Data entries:

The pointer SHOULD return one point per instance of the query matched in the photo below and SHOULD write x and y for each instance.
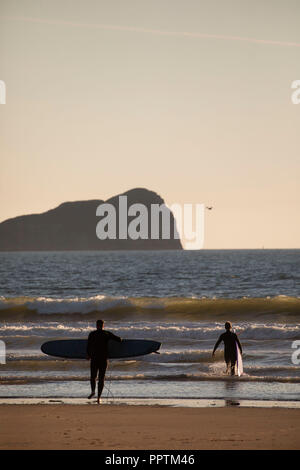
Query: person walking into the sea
(230, 353)
(97, 352)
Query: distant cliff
(72, 226)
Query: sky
(190, 99)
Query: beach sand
(147, 427)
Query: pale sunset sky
(189, 98)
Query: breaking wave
(280, 308)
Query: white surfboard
(239, 361)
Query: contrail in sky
(157, 32)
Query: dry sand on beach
(147, 427)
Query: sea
(179, 298)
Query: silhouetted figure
(97, 352)
(230, 353)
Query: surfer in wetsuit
(230, 353)
(97, 352)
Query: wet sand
(147, 427)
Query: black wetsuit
(97, 350)
(230, 354)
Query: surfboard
(239, 361)
(76, 348)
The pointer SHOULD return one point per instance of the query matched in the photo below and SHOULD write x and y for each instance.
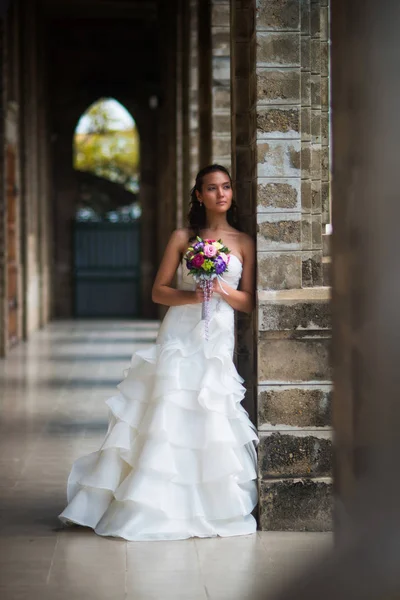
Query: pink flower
(197, 261)
(210, 251)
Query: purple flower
(220, 265)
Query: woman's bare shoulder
(246, 240)
(180, 238)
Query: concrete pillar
(244, 173)
(204, 82)
(183, 134)
(221, 92)
(293, 373)
(3, 212)
(167, 127)
(193, 92)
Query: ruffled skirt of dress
(179, 457)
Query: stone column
(244, 173)
(193, 92)
(3, 212)
(294, 323)
(204, 82)
(221, 93)
(182, 111)
(167, 180)
(30, 168)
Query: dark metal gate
(107, 269)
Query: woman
(179, 459)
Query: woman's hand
(199, 295)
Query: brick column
(3, 210)
(221, 93)
(193, 92)
(244, 173)
(294, 319)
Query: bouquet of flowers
(206, 260)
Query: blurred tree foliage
(106, 150)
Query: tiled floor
(52, 410)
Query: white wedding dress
(179, 458)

Request: Could you output every entry above as a two-column CSV with the headers input and output, one row per entry, giving its text and its answer? Put each field in quotes, replace line breaks with spaces, and leave the pictures out.

Written response:
input,output
"The pointer SHOULD return one point per instance of the query matched in the photo below and SHOULD write x and y for each instance. Query: person walking into the sea","(230, 353) (97, 352)"
"Query: distant cliff","(72, 226)"
"Query: sky","(190, 99)"
"Query: beach sand","(147, 427)"
"Query: pale sunset sky","(189, 98)"
"Query: breaking wave","(280, 308)"
"Query: white surfboard","(239, 361)"
"Query: contrail in sky","(157, 32)"
"Query: dry sand on beach","(147, 427)"
"Query: sea","(179, 298)"
"Query: silhouetted figure","(97, 352) (230, 353)"
"Query: surfer in wetsuit","(230, 353) (97, 352)"
"Query: wet sand","(147, 427)"
"Query: black wetsuit","(97, 350) (230, 354)"
"Query: surfboard","(239, 361) (76, 348)"
"The pointer SHOULD return one point per instance of the query matched in the photo below and SHOULD write x and y for each instance. Query: pink flower","(197, 261) (210, 251)"
"Query: purple flower","(220, 265)"
"Query: woman's bare shoulder","(246, 240) (180, 238)"
"Query: concrete pillar","(244, 173) (204, 82) (183, 134) (221, 92) (293, 373) (3, 212) (167, 127) (193, 92)"
"Query: ruffled skirt of dress","(179, 457)"
"Query: stone column","(244, 173) (193, 92) (3, 212) (294, 323) (204, 82) (221, 93) (182, 111) (167, 180) (30, 168)"
"Query: dark metal gate","(107, 269)"
"Query: woman","(179, 459)"
"Query: woman's hand","(199, 295)"
"Query: brick column","(3, 210) (221, 93) (193, 92) (244, 173) (294, 319)"
"Query: bouquet of flowers","(206, 260)"
"Query: blurred tree foliage","(106, 150)"
"Query: tiled floor","(52, 410)"
"Query: white wedding dress","(179, 458)"